DOCUMENT EXCERPT:
# 1965 Coppertone Deluxe Survivor



## 60sstuff (May 10, 2021)

I got this Stingray out of the Chicago area in 2006. It’s one of my favorites.

EA***** = May 26, 1965

The factory paint, reverse screen, tufted seat and born with dated tires are Excellent.

I love the water slide decal on the top bar and the sticker on the seat post tube. Period Stuff.

You would be hard pressed to find one nicer.

Chris.


----------



## stoney (May 11, 2021)

Stunner


----------



## sworley (May 11, 2021)

Insanely nice! Very cool!


----------



## fattyre (May 11, 2021)

That bike shop just closed recently.



			https://m.facebook.com/pages/category/Bicycle-Shop/Park-Schwinn-Cyclery-168770819852314/
		



About Park Schwinn Cyclery:​Established in 1961, Park Schwinn Cyclery is located at 3333 W 95th St in Evergreen Park, IL - Cook County and is a business listed in the categories Bicycle Dealers, Bicycle Rentals, Bicycle Racks & Security Systems, Bicycles Repair & Service, Exercise Equipment Repairing & Service, Bicycles, Bicycle Repair, Exercise Equipment Repair, Bicycle Dealers Repairs & Rental and Bicycle Sales & Repairs and offers Bike Repairs, Comfort Bikes, Fitness Equipment, Hybrid Bikes, Mountain Bikes, Road Bikes, Exercise Equipment, Fitness Accessories, MTB, Off Road Bikes, Trail Bikes etc.

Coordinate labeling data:
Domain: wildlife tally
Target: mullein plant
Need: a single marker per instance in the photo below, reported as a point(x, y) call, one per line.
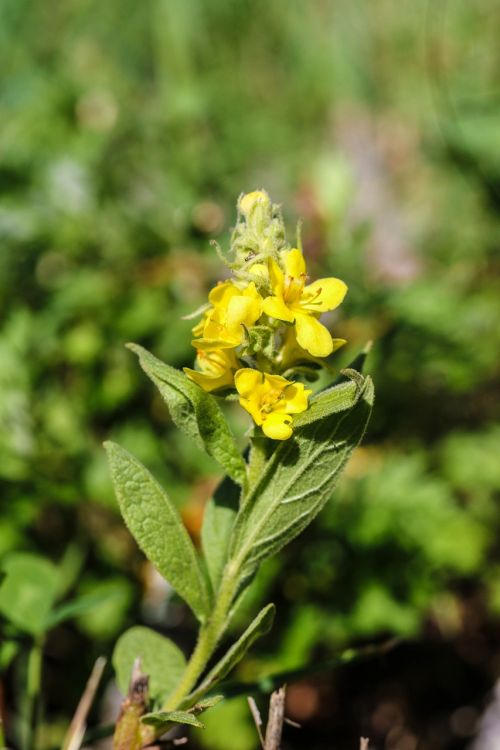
point(257, 340)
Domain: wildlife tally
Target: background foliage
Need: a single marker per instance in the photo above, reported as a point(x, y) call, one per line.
point(128, 130)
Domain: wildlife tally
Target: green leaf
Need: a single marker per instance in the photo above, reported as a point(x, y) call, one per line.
point(301, 474)
point(194, 412)
point(157, 527)
point(8, 652)
point(79, 606)
point(160, 659)
point(260, 626)
point(218, 522)
point(330, 401)
point(28, 591)
point(162, 720)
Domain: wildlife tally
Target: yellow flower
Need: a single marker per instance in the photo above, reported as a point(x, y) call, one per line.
point(232, 310)
point(294, 302)
point(291, 353)
point(216, 369)
point(270, 399)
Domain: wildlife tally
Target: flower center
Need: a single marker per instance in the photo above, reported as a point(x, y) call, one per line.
point(269, 400)
point(293, 288)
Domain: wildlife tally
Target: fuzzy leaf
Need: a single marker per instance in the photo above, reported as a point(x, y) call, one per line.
point(194, 412)
point(301, 474)
point(28, 591)
point(161, 720)
point(157, 527)
point(205, 704)
point(260, 626)
point(330, 401)
point(218, 523)
point(160, 659)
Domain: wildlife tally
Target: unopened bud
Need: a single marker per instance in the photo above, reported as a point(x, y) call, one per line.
point(249, 202)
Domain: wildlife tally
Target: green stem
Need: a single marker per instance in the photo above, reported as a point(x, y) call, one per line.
point(34, 678)
point(209, 636)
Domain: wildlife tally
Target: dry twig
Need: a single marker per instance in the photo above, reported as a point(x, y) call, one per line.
point(76, 730)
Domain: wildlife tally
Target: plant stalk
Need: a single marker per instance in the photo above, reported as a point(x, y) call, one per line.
point(34, 677)
point(208, 639)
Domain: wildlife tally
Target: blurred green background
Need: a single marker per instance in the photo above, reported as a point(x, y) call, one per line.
point(127, 131)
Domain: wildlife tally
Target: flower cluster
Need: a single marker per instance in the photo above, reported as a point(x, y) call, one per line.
point(262, 327)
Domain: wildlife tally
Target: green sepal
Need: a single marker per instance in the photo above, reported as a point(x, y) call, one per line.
point(195, 412)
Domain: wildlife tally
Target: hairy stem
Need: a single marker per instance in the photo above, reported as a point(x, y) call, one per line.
point(208, 639)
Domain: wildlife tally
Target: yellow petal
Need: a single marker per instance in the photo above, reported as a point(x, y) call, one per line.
point(209, 382)
point(259, 270)
point(296, 396)
point(244, 310)
point(276, 277)
point(211, 344)
point(220, 295)
point(313, 336)
point(295, 264)
point(276, 308)
point(277, 426)
point(248, 381)
point(323, 295)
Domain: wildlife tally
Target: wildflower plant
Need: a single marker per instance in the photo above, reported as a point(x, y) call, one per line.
point(259, 340)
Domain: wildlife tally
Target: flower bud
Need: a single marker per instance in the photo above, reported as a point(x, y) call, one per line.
point(250, 201)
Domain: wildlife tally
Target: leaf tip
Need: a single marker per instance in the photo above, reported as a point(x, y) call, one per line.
point(134, 348)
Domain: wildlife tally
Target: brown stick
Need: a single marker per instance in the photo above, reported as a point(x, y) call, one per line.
point(130, 734)
point(76, 730)
point(257, 720)
point(275, 719)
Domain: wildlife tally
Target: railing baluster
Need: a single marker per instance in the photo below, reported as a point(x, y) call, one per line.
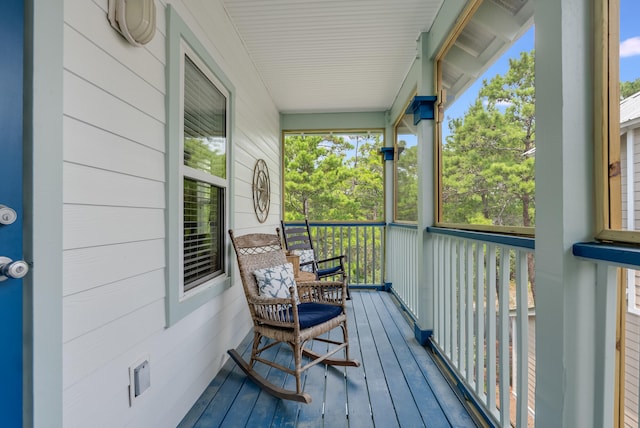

TASK INSTRUCTIONS:
a) In the Coppertone Deluxe thread, turn the paragraph beginning "About Park Schwinn Cyclery" into a short bulleted list that keeps its main facts.
b) According to the Coppertone Deluxe thread, in what year was the Stingray acquired from the Chicago area?
c) Carry on the Coppertone Deluxe thread from the point where it ends.
None of these lines are needed.

ANSWERS TO THE TASKS:
a)
- Established in 1961
- Located at 3333 W 95th St, Evergreen Park, IL (Cook County)
- Listed under bicycle dealers, rentals, racks and security systems, repair and service, and exercise equipment repair
- Offers bike repairs, many kinds of bikes (comfort, hybrid, mountain, road, off-road, trail), fitness and exercise equipment, and fitness accessories

b) 2006

c)
----------



## nick tures (May 12, 2021)

wow nice find, beautiful bike !!


----------



## jrcarz (May 13, 2021)

Wow Looks just off the showroom floor


----------



## Upchuck79 (May 13, 2021)

Great pics! Thanks for sharing. A real cream puff.


----------



## vastingray (May 21, 2021)

Beautiful bike Chris


----------



## kostnerave (May 27, 2021)

Wow! Radiant Coppertone has always been my favorite Schwinn paint color. The saddle strut looks like it was always adjusted to the lowest hole, showing ownership by an older kid or small adult. It could be a clue to the beautiful condition of this bike. Chris, it would be a treat to see some more of the awesome Sting-rays in your collection. 
 Mike


----------



## shopteacher (May 29, 2021)

Always fun to see those rare minty survivors.  Thanks for sharing!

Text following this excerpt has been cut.